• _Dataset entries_

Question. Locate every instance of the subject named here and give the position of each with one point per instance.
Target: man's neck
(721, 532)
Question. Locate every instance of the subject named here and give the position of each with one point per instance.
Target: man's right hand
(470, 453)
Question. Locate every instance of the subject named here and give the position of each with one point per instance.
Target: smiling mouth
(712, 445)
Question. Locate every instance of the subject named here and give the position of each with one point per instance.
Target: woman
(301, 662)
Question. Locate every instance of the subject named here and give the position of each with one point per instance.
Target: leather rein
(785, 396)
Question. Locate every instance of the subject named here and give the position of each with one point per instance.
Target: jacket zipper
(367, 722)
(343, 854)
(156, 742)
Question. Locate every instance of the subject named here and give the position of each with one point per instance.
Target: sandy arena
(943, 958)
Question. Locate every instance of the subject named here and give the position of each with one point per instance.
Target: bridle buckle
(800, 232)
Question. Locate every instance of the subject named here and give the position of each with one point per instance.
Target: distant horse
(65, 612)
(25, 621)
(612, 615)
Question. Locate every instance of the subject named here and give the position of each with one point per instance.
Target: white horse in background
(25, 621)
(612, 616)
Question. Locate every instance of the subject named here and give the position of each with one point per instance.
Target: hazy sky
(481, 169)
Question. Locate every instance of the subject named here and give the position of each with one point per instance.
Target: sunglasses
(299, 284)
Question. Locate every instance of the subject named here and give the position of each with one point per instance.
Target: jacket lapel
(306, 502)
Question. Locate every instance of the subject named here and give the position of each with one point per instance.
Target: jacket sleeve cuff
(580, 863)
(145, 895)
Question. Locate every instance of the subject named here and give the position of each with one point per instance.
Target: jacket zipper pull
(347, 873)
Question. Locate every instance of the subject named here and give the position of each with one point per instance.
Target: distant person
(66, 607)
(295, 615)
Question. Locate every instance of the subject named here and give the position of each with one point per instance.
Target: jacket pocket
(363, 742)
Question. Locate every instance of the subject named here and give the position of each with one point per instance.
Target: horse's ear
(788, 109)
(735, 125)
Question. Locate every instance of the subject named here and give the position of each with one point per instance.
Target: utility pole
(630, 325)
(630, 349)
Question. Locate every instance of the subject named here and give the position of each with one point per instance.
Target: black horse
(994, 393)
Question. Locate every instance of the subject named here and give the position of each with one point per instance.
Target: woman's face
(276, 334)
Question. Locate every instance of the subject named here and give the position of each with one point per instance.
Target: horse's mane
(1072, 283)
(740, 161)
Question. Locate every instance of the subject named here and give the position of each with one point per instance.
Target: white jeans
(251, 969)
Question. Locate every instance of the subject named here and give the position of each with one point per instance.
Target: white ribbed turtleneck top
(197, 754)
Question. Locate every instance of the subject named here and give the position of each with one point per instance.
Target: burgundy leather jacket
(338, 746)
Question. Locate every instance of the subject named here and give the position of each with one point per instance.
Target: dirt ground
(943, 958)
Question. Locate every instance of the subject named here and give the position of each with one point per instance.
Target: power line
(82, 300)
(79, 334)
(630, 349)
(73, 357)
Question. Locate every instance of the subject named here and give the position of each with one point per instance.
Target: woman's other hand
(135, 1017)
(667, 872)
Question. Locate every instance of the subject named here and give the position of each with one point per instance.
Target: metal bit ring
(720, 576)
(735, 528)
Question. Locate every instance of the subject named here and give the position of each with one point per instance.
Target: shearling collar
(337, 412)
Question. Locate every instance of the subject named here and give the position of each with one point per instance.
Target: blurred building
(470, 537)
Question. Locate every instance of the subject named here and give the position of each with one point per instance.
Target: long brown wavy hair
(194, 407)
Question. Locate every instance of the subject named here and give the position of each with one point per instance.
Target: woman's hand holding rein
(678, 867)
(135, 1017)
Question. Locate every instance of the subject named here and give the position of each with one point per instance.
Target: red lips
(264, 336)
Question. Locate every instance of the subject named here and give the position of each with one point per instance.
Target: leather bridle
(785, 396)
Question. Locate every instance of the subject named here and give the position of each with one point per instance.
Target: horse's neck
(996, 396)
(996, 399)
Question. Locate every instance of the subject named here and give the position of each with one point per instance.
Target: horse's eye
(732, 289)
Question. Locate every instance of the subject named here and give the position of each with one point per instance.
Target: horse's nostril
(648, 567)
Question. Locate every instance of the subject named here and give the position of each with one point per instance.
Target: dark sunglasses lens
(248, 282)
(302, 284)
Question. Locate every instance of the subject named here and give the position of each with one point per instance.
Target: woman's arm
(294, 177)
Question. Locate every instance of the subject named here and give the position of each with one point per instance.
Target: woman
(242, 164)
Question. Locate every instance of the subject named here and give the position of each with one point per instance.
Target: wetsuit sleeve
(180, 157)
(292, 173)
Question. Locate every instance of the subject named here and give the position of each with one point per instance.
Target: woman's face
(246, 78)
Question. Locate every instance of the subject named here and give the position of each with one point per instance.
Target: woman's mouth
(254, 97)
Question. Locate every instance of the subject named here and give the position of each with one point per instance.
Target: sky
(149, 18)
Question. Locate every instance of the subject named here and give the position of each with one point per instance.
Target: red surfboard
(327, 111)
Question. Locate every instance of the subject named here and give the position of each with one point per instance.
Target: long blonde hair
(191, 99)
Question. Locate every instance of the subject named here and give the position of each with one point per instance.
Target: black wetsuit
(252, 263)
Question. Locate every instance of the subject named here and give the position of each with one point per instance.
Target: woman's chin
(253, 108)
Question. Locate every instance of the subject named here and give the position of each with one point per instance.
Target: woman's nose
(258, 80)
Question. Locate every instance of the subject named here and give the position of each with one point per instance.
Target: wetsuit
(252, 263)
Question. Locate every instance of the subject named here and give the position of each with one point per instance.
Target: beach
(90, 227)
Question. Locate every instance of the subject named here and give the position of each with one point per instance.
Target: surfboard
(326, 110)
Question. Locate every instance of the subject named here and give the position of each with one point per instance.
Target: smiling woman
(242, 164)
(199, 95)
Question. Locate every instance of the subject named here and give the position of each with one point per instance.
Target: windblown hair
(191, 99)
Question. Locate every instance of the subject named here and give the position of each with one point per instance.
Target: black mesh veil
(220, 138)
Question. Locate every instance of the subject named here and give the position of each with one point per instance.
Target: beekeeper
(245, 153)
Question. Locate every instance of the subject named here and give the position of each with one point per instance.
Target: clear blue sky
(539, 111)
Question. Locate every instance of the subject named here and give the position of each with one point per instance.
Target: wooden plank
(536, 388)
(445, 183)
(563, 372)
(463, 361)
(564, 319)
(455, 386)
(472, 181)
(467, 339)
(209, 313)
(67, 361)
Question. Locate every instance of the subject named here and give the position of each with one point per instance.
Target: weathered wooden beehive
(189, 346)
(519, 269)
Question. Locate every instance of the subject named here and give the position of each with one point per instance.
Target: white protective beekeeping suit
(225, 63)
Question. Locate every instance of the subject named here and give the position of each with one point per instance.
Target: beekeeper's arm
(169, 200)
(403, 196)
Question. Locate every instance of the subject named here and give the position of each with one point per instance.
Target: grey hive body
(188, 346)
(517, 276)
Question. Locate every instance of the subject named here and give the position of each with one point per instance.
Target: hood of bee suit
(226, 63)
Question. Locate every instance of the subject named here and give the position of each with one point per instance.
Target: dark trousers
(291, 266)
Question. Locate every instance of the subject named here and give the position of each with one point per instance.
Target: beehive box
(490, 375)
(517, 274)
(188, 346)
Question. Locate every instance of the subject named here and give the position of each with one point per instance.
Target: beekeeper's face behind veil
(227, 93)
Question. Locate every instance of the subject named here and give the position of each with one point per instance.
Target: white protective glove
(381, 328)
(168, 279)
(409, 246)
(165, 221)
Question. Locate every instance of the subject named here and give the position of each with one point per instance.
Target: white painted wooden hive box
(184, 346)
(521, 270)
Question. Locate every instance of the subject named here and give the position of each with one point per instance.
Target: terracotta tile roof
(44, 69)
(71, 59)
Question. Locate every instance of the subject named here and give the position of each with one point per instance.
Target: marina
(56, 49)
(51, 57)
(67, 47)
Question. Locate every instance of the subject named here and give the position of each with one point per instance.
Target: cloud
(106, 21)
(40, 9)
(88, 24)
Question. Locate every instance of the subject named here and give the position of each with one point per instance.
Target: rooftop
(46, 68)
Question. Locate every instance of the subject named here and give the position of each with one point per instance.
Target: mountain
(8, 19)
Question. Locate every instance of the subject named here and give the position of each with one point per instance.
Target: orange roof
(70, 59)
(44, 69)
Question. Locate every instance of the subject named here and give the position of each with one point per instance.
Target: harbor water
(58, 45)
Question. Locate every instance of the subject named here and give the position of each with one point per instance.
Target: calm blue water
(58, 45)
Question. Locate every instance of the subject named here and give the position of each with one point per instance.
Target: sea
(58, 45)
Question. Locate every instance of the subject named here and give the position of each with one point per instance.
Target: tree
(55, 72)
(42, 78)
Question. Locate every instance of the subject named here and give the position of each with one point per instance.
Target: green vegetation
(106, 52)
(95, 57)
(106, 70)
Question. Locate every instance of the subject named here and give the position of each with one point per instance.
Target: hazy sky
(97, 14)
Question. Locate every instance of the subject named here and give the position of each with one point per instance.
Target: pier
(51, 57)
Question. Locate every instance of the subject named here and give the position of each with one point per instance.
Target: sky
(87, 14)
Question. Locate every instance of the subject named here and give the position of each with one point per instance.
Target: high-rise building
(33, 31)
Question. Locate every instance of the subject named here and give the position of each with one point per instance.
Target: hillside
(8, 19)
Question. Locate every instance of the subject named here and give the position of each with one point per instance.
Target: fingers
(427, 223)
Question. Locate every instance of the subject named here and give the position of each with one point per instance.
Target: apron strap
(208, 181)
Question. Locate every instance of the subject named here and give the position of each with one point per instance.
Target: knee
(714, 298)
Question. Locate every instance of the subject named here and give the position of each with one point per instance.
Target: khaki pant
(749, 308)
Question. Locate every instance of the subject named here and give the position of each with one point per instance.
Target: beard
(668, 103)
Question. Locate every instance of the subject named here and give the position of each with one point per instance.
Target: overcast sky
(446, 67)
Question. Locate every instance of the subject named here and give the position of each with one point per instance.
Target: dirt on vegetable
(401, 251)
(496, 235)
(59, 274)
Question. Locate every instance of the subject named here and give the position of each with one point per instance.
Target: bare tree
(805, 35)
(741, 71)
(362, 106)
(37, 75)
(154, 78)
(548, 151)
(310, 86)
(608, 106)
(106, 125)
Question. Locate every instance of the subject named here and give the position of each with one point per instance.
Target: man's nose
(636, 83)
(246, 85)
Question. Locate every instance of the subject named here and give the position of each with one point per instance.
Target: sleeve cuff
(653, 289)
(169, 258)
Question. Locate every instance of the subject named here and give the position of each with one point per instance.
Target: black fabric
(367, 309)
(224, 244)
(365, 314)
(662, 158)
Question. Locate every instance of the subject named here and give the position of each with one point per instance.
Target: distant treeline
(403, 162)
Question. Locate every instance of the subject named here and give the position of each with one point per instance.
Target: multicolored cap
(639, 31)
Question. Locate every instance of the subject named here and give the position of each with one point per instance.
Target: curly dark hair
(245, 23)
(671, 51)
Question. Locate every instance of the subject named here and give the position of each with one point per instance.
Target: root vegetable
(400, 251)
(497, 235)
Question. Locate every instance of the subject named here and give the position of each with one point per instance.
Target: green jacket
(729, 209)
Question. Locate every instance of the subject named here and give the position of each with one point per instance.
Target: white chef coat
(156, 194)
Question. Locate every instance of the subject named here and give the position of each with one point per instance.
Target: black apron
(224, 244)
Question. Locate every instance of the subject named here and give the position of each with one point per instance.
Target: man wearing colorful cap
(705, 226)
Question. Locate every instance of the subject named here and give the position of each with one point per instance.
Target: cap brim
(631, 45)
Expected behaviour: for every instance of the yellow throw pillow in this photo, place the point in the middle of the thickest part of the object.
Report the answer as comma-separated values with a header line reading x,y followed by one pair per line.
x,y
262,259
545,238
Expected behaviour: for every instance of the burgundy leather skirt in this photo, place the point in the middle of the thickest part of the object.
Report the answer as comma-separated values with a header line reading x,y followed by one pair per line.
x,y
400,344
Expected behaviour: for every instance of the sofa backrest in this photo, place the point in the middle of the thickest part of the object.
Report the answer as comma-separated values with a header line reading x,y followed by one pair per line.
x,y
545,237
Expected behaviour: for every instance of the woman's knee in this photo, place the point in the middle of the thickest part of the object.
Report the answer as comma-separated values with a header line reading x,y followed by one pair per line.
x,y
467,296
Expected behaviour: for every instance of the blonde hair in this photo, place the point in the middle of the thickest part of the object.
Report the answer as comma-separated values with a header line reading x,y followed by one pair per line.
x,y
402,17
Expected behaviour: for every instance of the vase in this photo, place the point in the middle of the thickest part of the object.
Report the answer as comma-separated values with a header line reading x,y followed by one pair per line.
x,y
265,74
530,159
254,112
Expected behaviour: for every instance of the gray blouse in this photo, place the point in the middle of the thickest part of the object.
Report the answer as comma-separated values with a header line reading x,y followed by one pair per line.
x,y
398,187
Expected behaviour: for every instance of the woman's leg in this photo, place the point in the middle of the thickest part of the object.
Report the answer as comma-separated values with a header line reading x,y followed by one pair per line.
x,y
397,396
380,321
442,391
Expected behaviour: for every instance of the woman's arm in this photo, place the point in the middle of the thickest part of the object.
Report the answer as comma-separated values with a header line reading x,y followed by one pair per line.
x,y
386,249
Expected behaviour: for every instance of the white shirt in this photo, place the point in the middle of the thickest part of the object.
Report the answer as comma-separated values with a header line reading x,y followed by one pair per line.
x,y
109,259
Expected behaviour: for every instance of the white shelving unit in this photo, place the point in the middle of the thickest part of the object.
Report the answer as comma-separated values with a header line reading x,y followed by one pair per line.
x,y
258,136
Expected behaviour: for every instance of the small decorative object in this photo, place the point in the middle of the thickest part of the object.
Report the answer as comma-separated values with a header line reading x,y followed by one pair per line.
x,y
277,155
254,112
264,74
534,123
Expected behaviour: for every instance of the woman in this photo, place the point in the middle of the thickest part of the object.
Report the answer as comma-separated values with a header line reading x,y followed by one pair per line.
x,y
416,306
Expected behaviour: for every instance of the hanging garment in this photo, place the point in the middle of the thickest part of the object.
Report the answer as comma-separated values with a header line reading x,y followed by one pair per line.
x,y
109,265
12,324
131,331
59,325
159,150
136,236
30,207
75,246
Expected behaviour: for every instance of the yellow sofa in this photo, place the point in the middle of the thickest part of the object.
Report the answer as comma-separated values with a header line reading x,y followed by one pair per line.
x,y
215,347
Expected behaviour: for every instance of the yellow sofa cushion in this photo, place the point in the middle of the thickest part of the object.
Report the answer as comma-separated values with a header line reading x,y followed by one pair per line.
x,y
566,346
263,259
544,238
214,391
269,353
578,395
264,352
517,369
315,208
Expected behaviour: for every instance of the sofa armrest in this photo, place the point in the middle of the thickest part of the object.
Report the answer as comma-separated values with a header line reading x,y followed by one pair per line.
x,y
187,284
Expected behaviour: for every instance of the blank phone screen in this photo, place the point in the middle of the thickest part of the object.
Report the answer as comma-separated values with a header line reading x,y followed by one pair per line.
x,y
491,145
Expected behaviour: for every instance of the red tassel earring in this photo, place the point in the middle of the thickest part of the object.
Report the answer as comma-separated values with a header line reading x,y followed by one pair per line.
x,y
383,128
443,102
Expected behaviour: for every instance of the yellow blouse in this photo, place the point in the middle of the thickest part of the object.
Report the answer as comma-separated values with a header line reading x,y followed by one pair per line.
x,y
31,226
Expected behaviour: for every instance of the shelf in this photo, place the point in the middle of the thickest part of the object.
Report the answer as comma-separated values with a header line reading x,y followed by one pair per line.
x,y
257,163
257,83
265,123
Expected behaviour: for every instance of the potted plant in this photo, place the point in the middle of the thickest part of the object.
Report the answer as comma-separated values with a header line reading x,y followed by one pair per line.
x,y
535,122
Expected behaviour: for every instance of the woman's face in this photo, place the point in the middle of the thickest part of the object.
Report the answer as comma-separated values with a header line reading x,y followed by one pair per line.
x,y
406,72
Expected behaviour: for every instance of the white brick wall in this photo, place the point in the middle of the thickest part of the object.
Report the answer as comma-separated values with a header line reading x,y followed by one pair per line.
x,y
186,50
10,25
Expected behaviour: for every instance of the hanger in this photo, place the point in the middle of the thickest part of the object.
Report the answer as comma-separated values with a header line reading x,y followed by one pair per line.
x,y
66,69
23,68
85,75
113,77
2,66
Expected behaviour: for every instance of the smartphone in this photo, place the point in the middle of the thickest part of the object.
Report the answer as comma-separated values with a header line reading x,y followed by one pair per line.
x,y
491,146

• _Assignment_
Which lines of the data include the string "blouse"? Find them and copy each one.

• _Exercise solution_
Expected behaviour: for every instance of the gray blouse in this photo, place the point in the middle of the thickest part of the object.
Expected behaviour: for every instance of the yellow blouse in this photo, place the point in the middle of the thickest part of the object.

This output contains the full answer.